What you have to do:
Scale the lines between the one holding "Q: For every instance of the window frame" and the end of the records, inclusive, and reproduce every line in that span. Multiply each point coordinate in the answers by 2.4, round to whole numbers with halves going up, and leave all other text unchanged.
__________
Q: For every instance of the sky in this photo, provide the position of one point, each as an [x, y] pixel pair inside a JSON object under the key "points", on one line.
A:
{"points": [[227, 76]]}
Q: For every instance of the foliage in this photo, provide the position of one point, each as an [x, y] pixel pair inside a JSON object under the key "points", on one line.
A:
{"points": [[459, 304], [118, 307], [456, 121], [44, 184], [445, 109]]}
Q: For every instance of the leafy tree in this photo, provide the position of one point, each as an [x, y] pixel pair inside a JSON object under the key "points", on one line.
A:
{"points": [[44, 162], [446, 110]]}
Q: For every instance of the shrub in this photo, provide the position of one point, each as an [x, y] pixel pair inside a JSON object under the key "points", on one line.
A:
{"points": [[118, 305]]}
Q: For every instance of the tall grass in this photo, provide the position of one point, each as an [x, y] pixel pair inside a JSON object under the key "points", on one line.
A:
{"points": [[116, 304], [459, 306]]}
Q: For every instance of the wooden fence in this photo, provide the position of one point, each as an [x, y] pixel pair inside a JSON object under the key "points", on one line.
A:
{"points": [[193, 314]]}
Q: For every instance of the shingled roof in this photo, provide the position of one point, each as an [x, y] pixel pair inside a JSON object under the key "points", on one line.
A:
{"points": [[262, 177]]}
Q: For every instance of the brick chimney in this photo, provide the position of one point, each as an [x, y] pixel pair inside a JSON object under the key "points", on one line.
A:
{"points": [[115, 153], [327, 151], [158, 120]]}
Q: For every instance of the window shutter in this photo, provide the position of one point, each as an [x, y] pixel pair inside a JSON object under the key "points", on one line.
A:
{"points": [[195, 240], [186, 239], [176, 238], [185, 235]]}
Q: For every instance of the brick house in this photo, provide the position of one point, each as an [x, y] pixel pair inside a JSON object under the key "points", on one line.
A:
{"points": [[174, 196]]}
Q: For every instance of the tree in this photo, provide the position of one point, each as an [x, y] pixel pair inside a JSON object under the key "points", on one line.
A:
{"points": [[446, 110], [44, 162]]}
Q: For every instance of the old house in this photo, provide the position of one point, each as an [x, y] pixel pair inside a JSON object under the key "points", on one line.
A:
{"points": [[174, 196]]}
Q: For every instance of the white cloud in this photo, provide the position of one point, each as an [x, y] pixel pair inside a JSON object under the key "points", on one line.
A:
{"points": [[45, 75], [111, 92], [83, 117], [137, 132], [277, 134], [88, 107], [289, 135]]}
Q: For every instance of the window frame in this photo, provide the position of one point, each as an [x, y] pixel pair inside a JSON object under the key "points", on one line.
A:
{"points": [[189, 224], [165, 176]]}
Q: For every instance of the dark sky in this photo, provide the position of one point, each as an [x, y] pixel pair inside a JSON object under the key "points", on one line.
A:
__________
The reply:
Q: For every instance of the window frame in this photo, provide the position of one point, each as an [x, y] pixel pair inside a JSON object under the key "points", on one line.
A:
{"points": [[454, 538], [396, 422]]}
Q: For every instance of the dark sky in this photo, provide the position of one point, each as an [x, y] pixel pair inside a JSON object under the key "points", on one line.
A:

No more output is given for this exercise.